Write out word for word each line from the one containing "grass, that would help a great deal." through the close of the listing, including both ends. Pictures do not belong in the copy.

# SUPPLIED ENTRIES start

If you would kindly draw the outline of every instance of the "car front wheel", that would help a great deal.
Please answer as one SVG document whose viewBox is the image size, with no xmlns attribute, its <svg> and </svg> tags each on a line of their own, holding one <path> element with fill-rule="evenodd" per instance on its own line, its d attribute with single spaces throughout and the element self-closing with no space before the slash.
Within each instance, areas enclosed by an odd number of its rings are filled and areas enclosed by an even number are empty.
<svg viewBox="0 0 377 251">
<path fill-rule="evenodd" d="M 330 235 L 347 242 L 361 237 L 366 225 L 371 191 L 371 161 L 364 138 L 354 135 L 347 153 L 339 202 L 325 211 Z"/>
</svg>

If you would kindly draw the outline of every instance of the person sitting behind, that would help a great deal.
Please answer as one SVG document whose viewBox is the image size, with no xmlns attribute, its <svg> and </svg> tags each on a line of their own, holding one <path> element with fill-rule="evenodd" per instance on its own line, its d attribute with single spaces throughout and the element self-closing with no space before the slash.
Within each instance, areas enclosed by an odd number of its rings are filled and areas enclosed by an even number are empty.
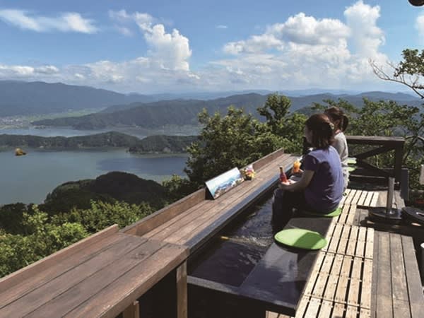
<svg viewBox="0 0 424 318">
<path fill-rule="evenodd" d="M 281 182 L 274 192 L 272 225 L 274 232 L 292 218 L 293 208 L 326 213 L 335 210 L 343 192 L 340 157 L 331 146 L 332 124 L 324 114 L 312 115 L 305 122 L 305 135 L 314 149 L 303 159 L 298 182 Z"/>
<path fill-rule="evenodd" d="M 330 121 L 334 125 L 334 141 L 331 144 L 336 148 L 340 155 L 341 161 L 341 168 L 343 171 L 343 178 L 344 181 L 344 191 L 348 187 L 349 183 L 349 170 L 348 165 L 348 157 L 349 151 L 348 149 L 348 142 L 344 131 L 348 128 L 349 119 L 340 108 L 331 107 L 328 108 L 324 112 L 328 116 Z"/>
</svg>

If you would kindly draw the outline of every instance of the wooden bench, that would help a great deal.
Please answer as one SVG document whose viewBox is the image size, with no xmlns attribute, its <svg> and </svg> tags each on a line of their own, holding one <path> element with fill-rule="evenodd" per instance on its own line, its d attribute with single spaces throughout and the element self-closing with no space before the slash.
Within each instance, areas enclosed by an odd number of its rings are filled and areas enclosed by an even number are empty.
<svg viewBox="0 0 424 318">
<path fill-rule="evenodd" d="M 1 279 L 0 317 L 138 317 L 136 300 L 172 275 L 177 300 L 167 304 L 175 307 L 168 317 L 184 318 L 188 255 L 113 225 Z"/>
<path fill-rule="evenodd" d="M 202 189 L 129 225 L 122 232 L 199 249 L 231 220 L 269 193 L 278 180 L 278 167 L 291 167 L 297 157 L 277 151 L 253 163 L 256 177 L 215 200 Z"/>
<path fill-rule="evenodd" d="M 353 204 L 371 196 L 372 206 L 384 206 L 385 192 L 351 194 L 329 229 L 329 245 L 319 253 L 295 317 L 422 317 L 424 296 L 412 237 L 360 226 L 370 225 L 363 222 L 367 206 Z M 401 207 L 396 194 L 394 206 Z M 288 317 L 267 313 L 268 318 Z"/>
</svg>

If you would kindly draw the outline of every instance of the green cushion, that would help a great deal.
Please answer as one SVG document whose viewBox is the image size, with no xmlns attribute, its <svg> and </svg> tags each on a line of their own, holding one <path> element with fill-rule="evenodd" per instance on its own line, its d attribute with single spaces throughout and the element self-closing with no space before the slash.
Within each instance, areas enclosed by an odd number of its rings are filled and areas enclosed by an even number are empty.
<svg viewBox="0 0 424 318">
<path fill-rule="evenodd" d="M 355 166 L 348 167 L 348 171 L 349 172 L 351 172 L 352 171 L 355 171 L 355 170 L 356 170 L 356 167 Z"/>
<path fill-rule="evenodd" d="M 314 216 L 323 216 L 324 218 L 333 218 L 334 216 L 338 216 L 341 214 L 341 208 L 337 208 L 336 210 L 329 212 L 328 213 L 319 213 L 318 212 L 314 212 L 312 211 L 302 210 L 303 214 Z"/>
<path fill-rule="evenodd" d="M 319 232 L 303 228 L 283 230 L 274 238 L 279 243 L 304 249 L 319 249 L 327 244 L 325 237 Z"/>
<path fill-rule="evenodd" d="M 356 165 L 356 158 L 353 157 L 348 158 L 348 165 Z"/>
</svg>

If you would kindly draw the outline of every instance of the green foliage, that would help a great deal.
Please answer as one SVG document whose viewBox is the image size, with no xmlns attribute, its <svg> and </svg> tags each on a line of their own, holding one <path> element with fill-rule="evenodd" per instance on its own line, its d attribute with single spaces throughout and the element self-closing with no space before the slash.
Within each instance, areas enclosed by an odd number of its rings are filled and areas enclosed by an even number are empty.
<svg viewBox="0 0 424 318">
<path fill-rule="evenodd" d="M 199 141 L 188 148 L 190 157 L 184 171 L 200 186 L 205 181 L 235 167 L 242 167 L 283 145 L 283 138 L 272 134 L 243 110 L 228 108 L 225 116 L 210 116 L 204 110 L 199 116 L 204 125 Z"/>
<path fill-rule="evenodd" d="M 131 147 L 140 142 L 137 137 L 116 131 L 73 137 L 0 134 L 0 146 L 45 149 Z"/>
<path fill-rule="evenodd" d="M 147 202 L 153 208 L 160 208 L 167 199 L 165 189 L 158 183 L 131 173 L 115 171 L 95 179 L 61 184 L 47 195 L 40 208 L 52 215 L 68 212 L 73 208 L 89 208 L 91 201 L 111 204 L 123 201 L 135 204 Z"/>
<path fill-rule="evenodd" d="M 12 273 L 88 236 L 81 224 L 48 222 L 47 213 L 38 211 L 23 213 L 27 235 L 0 230 L 0 276 Z"/>
<path fill-rule="evenodd" d="M 151 206 L 145 203 L 129 204 L 126 202 L 113 204 L 91 201 L 91 207 L 87 209 L 73 208 L 68 213 L 60 213 L 52 217 L 52 223 L 77 223 L 82 225 L 90 233 L 95 233 L 113 224 L 124 228 L 153 212 Z"/>
<path fill-rule="evenodd" d="M 258 112 L 266 119 L 266 126 L 274 136 L 282 138 L 281 146 L 288 153 L 302 151 L 303 127 L 307 117 L 298 112 L 290 113 L 291 102 L 288 98 L 270 95 Z"/>
<path fill-rule="evenodd" d="M 197 141 L 197 136 L 148 136 L 130 147 L 130 153 L 185 153 L 192 143 Z"/>
<path fill-rule="evenodd" d="M 166 188 L 170 202 L 179 200 L 196 190 L 195 185 L 187 178 L 177 175 L 172 175 L 170 179 L 164 180 L 162 185 Z"/>
</svg>

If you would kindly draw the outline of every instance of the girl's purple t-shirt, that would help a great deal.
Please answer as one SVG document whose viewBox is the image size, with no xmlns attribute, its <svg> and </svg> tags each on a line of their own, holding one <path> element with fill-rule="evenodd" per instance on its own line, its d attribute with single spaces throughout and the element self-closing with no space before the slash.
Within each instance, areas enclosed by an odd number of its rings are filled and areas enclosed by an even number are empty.
<svg viewBox="0 0 424 318">
<path fill-rule="evenodd" d="M 316 149 L 304 158 L 305 170 L 312 170 L 314 176 L 305 189 L 307 204 L 317 212 L 330 212 L 337 208 L 343 191 L 343 179 L 340 156 L 330 146 Z"/>
</svg>

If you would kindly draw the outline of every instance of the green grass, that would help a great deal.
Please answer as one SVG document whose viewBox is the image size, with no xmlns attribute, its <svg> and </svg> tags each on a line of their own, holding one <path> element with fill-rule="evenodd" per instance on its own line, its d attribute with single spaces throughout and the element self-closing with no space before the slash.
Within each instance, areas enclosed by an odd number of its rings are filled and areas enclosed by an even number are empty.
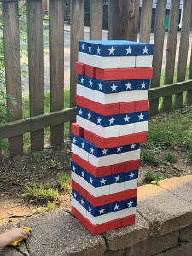
<svg viewBox="0 0 192 256">
<path fill-rule="evenodd" d="M 35 201 L 49 201 L 58 198 L 59 192 L 57 189 L 46 189 L 43 185 L 39 187 L 34 183 L 31 186 L 26 187 L 26 195 L 28 198 Z"/>
<path fill-rule="evenodd" d="M 66 173 L 60 173 L 58 176 L 58 183 L 61 189 L 69 189 L 71 184 L 71 177 Z"/>
</svg>

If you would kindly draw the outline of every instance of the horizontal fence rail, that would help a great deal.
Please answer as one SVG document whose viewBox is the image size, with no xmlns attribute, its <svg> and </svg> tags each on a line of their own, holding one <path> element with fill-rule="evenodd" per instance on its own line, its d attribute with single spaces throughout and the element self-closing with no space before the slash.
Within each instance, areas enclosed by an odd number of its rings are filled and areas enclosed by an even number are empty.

# SUPPLIED ENTRIES end

[PROBLEM SOLUTION]:
If you would kindly draw the outline of every instance of the green grass, that would help a great deal.
Please answer as one SVG document whose viewBox is the image size, with no xmlns attribute, its <svg> and </svg> tags each on a line of their own, holding one <path> element with fill-rule="evenodd" per instance on its own line, its d attribute with single spaces throughout and the element self-closing with no space before the slash.
Within each instance, areas enclosed by an odd number of its rings are filled and areas enclosed by an even number are empty.
<svg viewBox="0 0 192 256">
<path fill-rule="evenodd" d="M 35 201 L 49 201 L 58 198 L 59 192 L 57 189 L 46 189 L 43 185 L 39 187 L 34 183 L 31 186 L 26 187 L 26 195 L 28 198 Z"/>
<path fill-rule="evenodd" d="M 66 173 L 60 173 L 58 176 L 58 183 L 61 189 L 69 189 L 71 184 L 71 177 Z"/>
</svg>

If you would kindly draw the outline of every instance of the horizontal fence rail, that would help a great deal.
Please answer as one SVG document whose viewBox is the image size, with no xmlns attribute, its <svg> and </svg> tags each on a line of their own, holding one <path> element with fill-rule="evenodd" per instance on its own line, its d attribute with single spaces throughout and the element self-closing with no space before the slash.
Within each instance, areas enclosed by an odd number of its rings are filled and areas enclosed by an even number are empty.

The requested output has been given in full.